Passage for review

- Born: 8 January 1929 Merelbeke, Belgium
- Died: 14 October 2009 (aged 80) Montréal-les-Sources, France

Academic background
- Alma mater: Catholic University of Leuven

Academic work
- Discipline: Historian and political scientist
- Institutions: Lovanium University National University of Zaire University of Kisangani
- Main interests: Politics and history of the Democratic Republic of the Congo

= Benoît Verhaegen =

Belgian academic (1929–2009)

Benoît Verhaegen (1929–2009) was a Belgian academic and Africanist who specialised in the political sociology and post-colonial history of the Democratic Republic of the Congo.

Born into a Belgian aristocratic family, Verhaegen fought as a volunteer in the Korean War. He embarked on an academic career after his return to Belgium and took up a post in the Belgian Congo in 1959 shortly before its independence. Verhaegen's progressive political views meant that he sympathised with African nationalism and he remained in the country on-and-off until 1987. He taught at various universities in the Congo which became Zaire in 1971 and he became increasingly influenced by Marxism and Maoism.

Task objective
Return the portion of the Benoît Verhaegen biography between "Belgian academic (1929–2009)" and "of the Congo.", inclusive, copied word for word.

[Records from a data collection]

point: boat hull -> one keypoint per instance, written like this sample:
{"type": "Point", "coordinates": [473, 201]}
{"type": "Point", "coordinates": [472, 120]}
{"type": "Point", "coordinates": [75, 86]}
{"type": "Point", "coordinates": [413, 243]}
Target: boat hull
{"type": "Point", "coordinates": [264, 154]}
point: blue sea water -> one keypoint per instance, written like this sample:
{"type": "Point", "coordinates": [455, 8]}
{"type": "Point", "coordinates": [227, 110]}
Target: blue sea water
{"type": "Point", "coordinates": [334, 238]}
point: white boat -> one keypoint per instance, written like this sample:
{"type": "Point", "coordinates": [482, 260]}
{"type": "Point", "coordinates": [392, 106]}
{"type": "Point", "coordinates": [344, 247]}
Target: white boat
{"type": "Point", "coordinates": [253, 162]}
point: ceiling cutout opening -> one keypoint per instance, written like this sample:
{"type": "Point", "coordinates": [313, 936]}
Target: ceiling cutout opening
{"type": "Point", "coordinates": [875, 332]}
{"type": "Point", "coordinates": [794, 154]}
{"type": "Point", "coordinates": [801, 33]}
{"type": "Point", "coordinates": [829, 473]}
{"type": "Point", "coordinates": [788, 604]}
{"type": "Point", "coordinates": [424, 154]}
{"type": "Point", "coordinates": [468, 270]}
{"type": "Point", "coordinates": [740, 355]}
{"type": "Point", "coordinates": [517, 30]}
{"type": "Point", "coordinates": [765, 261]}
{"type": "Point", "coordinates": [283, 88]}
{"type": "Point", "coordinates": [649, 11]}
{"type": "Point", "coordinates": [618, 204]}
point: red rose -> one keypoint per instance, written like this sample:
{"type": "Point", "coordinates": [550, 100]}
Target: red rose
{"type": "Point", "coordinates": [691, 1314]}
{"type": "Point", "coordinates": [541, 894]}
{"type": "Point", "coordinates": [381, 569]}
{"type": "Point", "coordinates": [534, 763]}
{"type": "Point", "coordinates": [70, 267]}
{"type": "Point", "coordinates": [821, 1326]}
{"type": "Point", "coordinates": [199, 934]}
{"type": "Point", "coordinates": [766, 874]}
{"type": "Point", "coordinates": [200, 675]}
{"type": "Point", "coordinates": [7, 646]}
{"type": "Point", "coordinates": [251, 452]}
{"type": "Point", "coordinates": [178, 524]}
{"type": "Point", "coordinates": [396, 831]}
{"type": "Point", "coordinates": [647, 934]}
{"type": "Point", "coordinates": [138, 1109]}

Answer
Belgian academic (1929–2009)

Benoît Verhaegen (1929–2009) was a Belgian academic and Africanist who specialised in the political sociology and post-colonial history of the Democratic Republic of the Congo.